Work to be completed: Exactly the lines from the start of the entries through the line with "Tag every instance of the shrub" are required in the output, with no pictures among them.

Data for the task Block Start

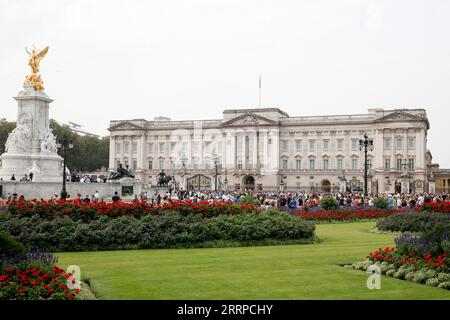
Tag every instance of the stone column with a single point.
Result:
(112, 152)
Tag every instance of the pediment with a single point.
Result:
(125, 125)
(247, 119)
(399, 116)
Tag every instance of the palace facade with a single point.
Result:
(267, 149)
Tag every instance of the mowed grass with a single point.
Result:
(309, 271)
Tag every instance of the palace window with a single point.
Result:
(399, 164)
(196, 165)
(298, 145)
(387, 164)
(340, 164)
(325, 164)
(399, 143)
(298, 165)
(284, 146)
(284, 164)
(354, 144)
(411, 143)
(411, 164)
(311, 164)
(354, 164)
(326, 144)
(196, 147)
(312, 145)
(387, 143)
(340, 144)
(208, 146)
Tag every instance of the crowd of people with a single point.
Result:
(267, 200)
(294, 200)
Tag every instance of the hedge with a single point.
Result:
(154, 231)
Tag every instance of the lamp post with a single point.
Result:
(183, 159)
(216, 158)
(344, 181)
(366, 144)
(225, 181)
(64, 144)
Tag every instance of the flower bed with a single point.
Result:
(422, 257)
(429, 270)
(435, 207)
(25, 282)
(78, 210)
(414, 221)
(345, 214)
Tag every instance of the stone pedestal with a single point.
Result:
(31, 146)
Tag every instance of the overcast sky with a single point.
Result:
(190, 59)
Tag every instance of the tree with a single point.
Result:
(5, 128)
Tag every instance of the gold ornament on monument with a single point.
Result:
(34, 78)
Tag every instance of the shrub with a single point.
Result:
(249, 200)
(10, 247)
(432, 282)
(414, 221)
(445, 245)
(329, 203)
(155, 231)
(78, 210)
(25, 281)
(381, 203)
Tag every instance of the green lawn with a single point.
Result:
(276, 272)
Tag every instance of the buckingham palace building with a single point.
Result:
(267, 149)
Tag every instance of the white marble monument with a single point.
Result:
(31, 146)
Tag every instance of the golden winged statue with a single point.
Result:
(34, 78)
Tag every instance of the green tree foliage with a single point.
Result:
(88, 154)
(5, 128)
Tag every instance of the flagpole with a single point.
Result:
(260, 91)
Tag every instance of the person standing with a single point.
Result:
(115, 197)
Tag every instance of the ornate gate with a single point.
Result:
(199, 182)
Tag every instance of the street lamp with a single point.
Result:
(183, 159)
(344, 181)
(64, 144)
(225, 181)
(366, 144)
(216, 159)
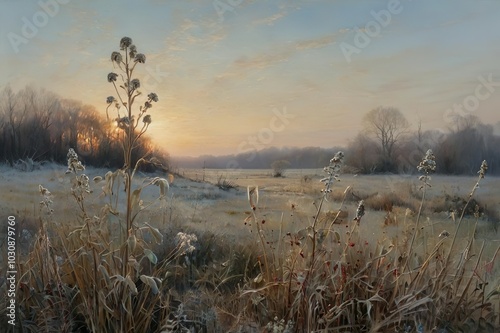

Data for the task Block End

Written reply:
Tag every instance of the stone column with a single point.
Result:
(112, 152)
Tag every instance of the pediment with a single point.
Result:
(125, 125)
(247, 119)
(399, 116)
Tag every instance of the palace facade with a single point.
Result:
(267, 149)
Tag every instance of the mowed grass with a single point.
Result:
(309, 271)
Tag every instance of the palace window with a single point.
Result:
(399, 164)
(196, 165)
(298, 145)
(387, 164)
(340, 164)
(325, 164)
(399, 143)
(298, 165)
(284, 146)
(284, 164)
(354, 144)
(411, 143)
(411, 164)
(311, 164)
(354, 164)
(326, 144)
(196, 147)
(312, 145)
(387, 143)
(340, 144)
(208, 146)
Tag every instance of the crowd of people with a single point.
Result:
(267, 200)
(294, 200)
Tag every instance of the hedge with a single point.
Result:
(154, 231)
Tag every instance of the lamp post with a single point.
Result:
(183, 159)
(216, 158)
(344, 181)
(366, 144)
(225, 181)
(64, 144)
Tag every instance of the flower bed with a single point.
Result:
(422, 257)
(429, 270)
(435, 207)
(25, 282)
(78, 210)
(414, 221)
(345, 214)
Tag every instance of the stone pedestal with a single point.
Result:
(31, 146)
Tag every instance of the overcast sky with a single point.
Result:
(190, 59)
Tag every instance of the tree with a single point.
Result:
(5, 128)
Tag every instance of the gold ornament on monument with a single point.
Result:
(34, 78)
Tag every instance of the shrub with a single point.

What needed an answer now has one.